→ TASK DETAILS: Please pick out each line of the data below that contains the word "sidewalk", and copy those lines.

→ INPUT ROWS:

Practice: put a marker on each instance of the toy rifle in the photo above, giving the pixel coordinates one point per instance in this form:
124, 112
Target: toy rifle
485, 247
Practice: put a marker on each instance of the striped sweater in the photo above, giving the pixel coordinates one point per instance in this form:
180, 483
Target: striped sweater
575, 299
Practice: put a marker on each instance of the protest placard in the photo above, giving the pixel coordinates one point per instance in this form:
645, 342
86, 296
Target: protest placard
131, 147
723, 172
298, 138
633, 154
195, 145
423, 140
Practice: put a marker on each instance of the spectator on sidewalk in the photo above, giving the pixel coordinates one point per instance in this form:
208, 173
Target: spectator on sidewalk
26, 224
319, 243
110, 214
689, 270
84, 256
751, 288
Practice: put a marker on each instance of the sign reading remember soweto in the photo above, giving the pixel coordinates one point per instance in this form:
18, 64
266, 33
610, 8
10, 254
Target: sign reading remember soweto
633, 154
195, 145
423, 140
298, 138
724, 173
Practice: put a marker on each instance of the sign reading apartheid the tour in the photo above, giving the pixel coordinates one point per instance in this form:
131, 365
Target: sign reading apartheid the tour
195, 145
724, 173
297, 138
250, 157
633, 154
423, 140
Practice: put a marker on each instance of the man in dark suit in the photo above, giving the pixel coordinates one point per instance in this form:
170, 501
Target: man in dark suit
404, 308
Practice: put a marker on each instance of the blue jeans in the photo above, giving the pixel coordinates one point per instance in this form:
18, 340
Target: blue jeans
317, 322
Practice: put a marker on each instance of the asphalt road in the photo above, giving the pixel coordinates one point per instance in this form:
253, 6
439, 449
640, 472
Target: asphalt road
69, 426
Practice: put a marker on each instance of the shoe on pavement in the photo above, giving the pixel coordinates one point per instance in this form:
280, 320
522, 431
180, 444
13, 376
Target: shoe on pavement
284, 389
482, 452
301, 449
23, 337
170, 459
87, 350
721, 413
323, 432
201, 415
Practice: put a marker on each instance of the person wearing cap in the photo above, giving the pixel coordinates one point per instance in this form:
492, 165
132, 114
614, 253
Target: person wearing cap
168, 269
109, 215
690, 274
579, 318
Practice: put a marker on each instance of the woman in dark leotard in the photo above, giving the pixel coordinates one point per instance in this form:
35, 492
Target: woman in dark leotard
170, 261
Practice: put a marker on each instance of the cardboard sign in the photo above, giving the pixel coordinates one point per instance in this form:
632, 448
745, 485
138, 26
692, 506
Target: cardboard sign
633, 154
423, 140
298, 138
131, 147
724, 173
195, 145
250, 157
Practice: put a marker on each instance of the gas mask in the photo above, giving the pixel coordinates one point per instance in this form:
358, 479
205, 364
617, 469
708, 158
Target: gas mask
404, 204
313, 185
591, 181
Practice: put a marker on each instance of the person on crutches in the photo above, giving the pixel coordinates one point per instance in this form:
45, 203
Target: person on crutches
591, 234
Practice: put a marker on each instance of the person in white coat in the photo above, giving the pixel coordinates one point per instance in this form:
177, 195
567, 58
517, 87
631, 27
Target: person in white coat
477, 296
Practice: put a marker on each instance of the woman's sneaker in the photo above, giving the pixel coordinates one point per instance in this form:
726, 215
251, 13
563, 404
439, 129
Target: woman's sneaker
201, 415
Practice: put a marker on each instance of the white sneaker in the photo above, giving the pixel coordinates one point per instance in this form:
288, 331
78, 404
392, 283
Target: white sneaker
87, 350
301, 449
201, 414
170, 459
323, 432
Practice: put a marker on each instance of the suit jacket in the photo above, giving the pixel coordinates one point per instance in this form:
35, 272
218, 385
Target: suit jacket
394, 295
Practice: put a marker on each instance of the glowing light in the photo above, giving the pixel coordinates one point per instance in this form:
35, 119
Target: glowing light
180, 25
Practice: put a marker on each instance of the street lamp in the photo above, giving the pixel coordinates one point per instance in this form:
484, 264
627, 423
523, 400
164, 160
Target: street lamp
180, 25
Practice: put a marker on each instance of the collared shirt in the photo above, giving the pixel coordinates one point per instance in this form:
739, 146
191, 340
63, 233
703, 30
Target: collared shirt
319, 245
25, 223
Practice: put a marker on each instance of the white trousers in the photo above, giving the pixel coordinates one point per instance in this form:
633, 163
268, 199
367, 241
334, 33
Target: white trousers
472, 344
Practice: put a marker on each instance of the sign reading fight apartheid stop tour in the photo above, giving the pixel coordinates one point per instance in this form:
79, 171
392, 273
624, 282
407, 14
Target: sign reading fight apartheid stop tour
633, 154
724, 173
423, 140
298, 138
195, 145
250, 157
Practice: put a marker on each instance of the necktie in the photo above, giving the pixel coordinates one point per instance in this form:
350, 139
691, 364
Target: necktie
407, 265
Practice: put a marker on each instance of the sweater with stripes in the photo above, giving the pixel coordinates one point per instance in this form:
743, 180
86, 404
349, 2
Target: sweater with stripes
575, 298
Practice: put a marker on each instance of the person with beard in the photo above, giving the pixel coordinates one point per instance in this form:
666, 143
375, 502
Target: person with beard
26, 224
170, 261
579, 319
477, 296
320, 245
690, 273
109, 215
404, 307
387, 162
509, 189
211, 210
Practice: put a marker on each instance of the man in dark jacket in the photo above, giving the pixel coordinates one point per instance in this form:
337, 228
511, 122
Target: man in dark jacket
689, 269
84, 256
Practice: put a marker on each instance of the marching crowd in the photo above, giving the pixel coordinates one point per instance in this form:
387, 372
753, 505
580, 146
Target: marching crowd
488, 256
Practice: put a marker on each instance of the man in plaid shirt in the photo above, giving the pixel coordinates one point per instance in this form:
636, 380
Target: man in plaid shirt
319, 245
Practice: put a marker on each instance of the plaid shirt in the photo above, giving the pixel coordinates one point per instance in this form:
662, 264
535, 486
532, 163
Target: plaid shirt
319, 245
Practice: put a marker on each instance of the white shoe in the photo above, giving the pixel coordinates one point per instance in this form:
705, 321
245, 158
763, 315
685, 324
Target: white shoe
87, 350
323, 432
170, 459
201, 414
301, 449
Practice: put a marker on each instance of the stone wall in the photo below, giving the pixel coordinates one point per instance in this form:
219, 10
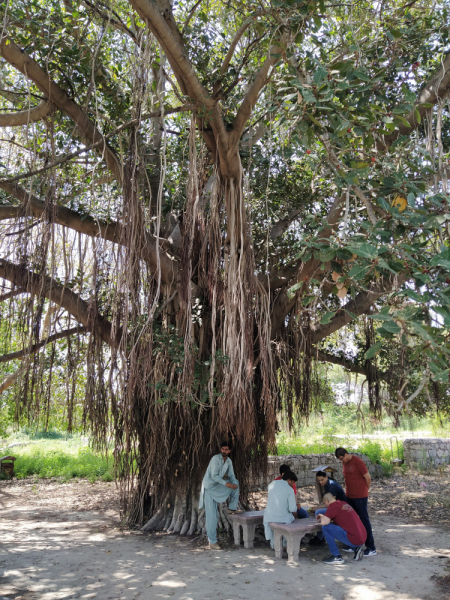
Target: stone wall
427, 452
301, 465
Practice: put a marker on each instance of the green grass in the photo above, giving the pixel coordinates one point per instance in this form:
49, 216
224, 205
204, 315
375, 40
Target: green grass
53, 457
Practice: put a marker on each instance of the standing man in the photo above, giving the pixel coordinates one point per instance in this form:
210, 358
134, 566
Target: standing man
281, 506
301, 512
332, 487
346, 527
357, 485
218, 484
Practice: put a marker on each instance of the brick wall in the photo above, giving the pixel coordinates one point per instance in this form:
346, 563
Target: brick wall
302, 465
427, 452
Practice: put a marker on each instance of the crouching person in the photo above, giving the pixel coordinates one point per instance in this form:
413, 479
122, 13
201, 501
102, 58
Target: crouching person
346, 527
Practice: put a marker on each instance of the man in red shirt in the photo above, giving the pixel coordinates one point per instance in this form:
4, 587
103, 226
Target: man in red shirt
346, 527
357, 485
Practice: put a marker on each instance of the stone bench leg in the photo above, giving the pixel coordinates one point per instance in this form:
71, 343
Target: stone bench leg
237, 533
249, 534
278, 544
293, 546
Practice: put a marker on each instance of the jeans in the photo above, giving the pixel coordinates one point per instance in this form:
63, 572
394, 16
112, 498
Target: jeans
333, 532
302, 513
320, 511
359, 505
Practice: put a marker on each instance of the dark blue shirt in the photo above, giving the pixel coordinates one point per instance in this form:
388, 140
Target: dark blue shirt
334, 488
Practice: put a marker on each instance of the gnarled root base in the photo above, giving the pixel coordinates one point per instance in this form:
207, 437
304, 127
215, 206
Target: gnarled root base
180, 514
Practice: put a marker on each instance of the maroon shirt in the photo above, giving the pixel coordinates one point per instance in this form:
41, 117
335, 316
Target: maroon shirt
355, 484
344, 516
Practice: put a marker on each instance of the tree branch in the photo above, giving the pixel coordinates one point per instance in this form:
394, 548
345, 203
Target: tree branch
43, 285
303, 271
23, 117
110, 231
172, 42
239, 33
358, 306
437, 87
87, 130
245, 110
35, 347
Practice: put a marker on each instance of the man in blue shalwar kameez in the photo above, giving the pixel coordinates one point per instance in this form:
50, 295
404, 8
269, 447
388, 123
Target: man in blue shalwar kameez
218, 484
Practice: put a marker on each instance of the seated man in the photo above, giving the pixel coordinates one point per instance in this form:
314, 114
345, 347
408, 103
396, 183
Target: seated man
301, 512
330, 486
281, 507
347, 527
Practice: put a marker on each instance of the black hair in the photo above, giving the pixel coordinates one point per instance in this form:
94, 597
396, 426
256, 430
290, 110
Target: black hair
340, 452
290, 475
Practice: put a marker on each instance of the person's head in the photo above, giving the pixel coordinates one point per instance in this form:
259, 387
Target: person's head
225, 448
284, 469
322, 477
290, 477
328, 499
342, 455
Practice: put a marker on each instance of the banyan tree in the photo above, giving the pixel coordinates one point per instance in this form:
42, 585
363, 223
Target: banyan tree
199, 202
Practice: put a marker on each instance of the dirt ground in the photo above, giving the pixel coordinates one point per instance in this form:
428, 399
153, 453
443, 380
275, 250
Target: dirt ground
63, 541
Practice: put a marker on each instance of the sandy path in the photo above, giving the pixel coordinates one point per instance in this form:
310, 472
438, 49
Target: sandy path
49, 550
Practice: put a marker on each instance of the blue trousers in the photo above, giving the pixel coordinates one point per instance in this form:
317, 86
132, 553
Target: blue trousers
320, 511
302, 513
333, 532
359, 505
211, 508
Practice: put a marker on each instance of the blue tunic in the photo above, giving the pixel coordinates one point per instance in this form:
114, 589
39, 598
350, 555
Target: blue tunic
280, 506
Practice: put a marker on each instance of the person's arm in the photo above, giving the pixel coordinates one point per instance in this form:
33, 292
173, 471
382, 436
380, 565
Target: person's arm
323, 520
292, 506
231, 475
215, 472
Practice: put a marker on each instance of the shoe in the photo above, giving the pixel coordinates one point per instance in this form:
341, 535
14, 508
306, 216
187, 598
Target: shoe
214, 546
315, 541
333, 560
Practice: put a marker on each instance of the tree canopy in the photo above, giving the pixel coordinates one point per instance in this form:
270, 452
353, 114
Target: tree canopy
200, 200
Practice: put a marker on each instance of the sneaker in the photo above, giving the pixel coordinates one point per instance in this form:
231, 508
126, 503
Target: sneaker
333, 560
214, 546
315, 541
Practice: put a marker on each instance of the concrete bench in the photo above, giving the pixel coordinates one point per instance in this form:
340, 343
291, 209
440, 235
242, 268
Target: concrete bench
294, 533
248, 521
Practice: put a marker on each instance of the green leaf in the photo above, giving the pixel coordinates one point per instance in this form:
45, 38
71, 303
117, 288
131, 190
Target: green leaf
358, 272
365, 250
392, 327
373, 350
327, 318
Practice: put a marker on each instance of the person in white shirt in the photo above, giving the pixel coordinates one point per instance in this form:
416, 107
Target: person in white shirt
281, 504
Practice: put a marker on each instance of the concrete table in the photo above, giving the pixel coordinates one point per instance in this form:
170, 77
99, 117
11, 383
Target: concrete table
248, 521
294, 533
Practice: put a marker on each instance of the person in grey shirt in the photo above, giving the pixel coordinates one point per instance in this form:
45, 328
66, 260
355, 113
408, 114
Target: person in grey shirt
219, 484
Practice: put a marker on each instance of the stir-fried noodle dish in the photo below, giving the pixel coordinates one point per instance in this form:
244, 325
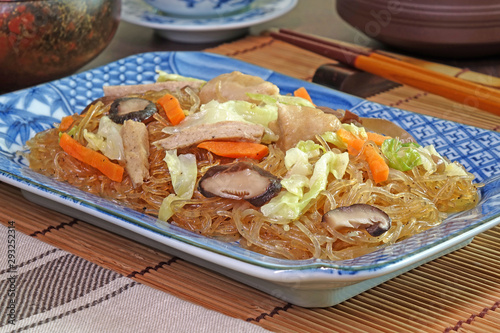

→ OUTPUT:
Practice: put a marker on each instance of the spectator on sidewalk in the photo above, giving the pixel coordinates one point per instance in this form:
Target: spectator on sidewalk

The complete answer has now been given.